Point labeling records

** BEGIN **

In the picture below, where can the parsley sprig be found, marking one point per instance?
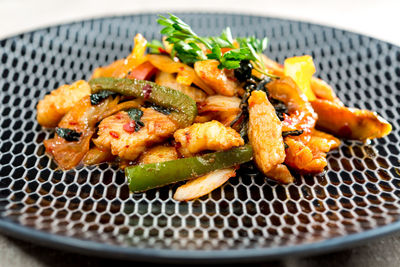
(187, 45)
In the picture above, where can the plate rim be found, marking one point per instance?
(105, 250)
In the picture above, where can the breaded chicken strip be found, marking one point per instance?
(115, 133)
(158, 154)
(265, 132)
(54, 106)
(211, 135)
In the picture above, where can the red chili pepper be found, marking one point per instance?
(142, 72)
(129, 127)
(162, 51)
(114, 134)
(147, 91)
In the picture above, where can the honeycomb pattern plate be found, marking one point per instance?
(90, 210)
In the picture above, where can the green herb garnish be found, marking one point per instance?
(156, 47)
(186, 46)
(96, 98)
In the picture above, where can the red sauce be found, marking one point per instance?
(162, 50)
(188, 137)
(147, 91)
(129, 127)
(114, 134)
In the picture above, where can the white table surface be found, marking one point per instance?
(376, 18)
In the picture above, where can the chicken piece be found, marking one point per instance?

** END **

> [Stated problem]: Write out all the records above again, swapping "marking" for "placing" and keeping everything else the same. Leave the pictures out of your answer.

> [Finished task]:
In the picture below, where can the parsley sprig be found, placing one point per instance?
(187, 45)
In the picture above, where can the plate rim be found, placing one point per instance?
(105, 250)
In the picture above, where can the breaded chicken strip be found, placing one point per instance?
(115, 133)
(158, 154)
(265, 132)
(54, 106)
(211, 135)
In the picture above, where can the red chili pepper be found, placing one point per instance?
(142, 72)
(129, 127)
(162, 51)
(114, 134)
(147, 91)
In the picture above, where can the honeycomb pattern plate be found, placing one point per instance?
(90, 210)
In the picture above, where can the green herb garnish be found, placing one point per instance?
(156, 47)
(186, 46)
(96, 98)
In the picture above, where can the red sauce be found, placing one point per instance?
(162, 50)
(188, 137)
(147, 91)
(129, 127)
(114, 134)
In the picture above, where can the white table surface be found, placing one point per instance?
(376, 18)
In the picture above, where can the chicken piece be found, placing one point per instance?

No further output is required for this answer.